=== Dataset content ===

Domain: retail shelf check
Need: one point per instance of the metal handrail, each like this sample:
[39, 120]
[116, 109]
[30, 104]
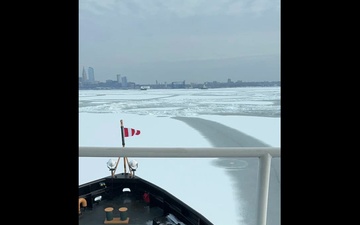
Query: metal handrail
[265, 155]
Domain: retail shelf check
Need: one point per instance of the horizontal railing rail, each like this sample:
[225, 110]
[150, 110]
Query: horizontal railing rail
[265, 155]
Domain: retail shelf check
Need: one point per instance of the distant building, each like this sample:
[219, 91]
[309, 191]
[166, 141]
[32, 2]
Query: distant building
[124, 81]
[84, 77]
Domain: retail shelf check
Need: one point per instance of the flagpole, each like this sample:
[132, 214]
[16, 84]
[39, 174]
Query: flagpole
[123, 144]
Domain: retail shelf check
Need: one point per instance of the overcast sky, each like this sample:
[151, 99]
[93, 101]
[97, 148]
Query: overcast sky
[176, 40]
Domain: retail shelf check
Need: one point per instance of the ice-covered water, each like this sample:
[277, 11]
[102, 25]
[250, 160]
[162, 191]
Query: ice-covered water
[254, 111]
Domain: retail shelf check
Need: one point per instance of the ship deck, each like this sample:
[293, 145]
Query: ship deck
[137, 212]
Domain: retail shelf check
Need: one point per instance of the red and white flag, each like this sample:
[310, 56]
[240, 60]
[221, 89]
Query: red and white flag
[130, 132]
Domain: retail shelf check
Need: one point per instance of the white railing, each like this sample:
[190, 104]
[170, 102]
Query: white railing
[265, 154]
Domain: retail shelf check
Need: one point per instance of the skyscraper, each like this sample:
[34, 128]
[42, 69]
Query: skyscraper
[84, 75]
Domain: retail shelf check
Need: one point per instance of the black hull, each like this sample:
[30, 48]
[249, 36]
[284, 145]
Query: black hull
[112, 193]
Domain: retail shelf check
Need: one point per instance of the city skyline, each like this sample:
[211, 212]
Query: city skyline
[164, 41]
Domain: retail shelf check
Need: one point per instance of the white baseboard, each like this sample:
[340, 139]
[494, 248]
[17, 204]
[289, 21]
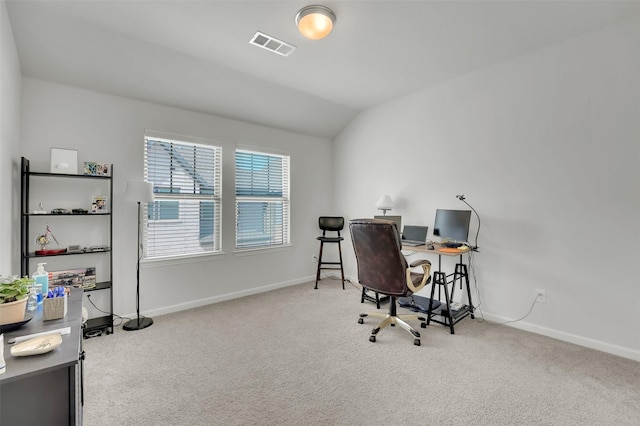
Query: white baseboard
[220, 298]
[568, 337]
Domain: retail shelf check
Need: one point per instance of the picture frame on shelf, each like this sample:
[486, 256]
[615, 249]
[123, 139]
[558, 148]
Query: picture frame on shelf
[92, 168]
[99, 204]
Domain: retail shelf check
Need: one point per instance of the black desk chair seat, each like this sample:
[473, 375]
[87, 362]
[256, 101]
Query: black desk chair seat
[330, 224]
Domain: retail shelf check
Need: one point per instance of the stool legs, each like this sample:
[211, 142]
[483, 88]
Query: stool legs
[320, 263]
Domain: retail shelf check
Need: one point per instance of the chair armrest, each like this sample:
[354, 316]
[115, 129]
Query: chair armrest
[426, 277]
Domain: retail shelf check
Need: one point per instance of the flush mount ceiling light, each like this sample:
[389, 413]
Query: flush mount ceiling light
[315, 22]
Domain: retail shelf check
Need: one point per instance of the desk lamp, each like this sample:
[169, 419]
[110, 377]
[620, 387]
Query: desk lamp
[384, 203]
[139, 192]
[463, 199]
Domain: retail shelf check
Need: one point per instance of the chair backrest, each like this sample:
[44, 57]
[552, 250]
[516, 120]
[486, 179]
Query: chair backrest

===

## [Short task]
Pick out every line of the material that contains the word "ship", and copy each one in full.

## [Answer below]
Need: one point per instance of the ship deck, each like this sample:
Query: ship deck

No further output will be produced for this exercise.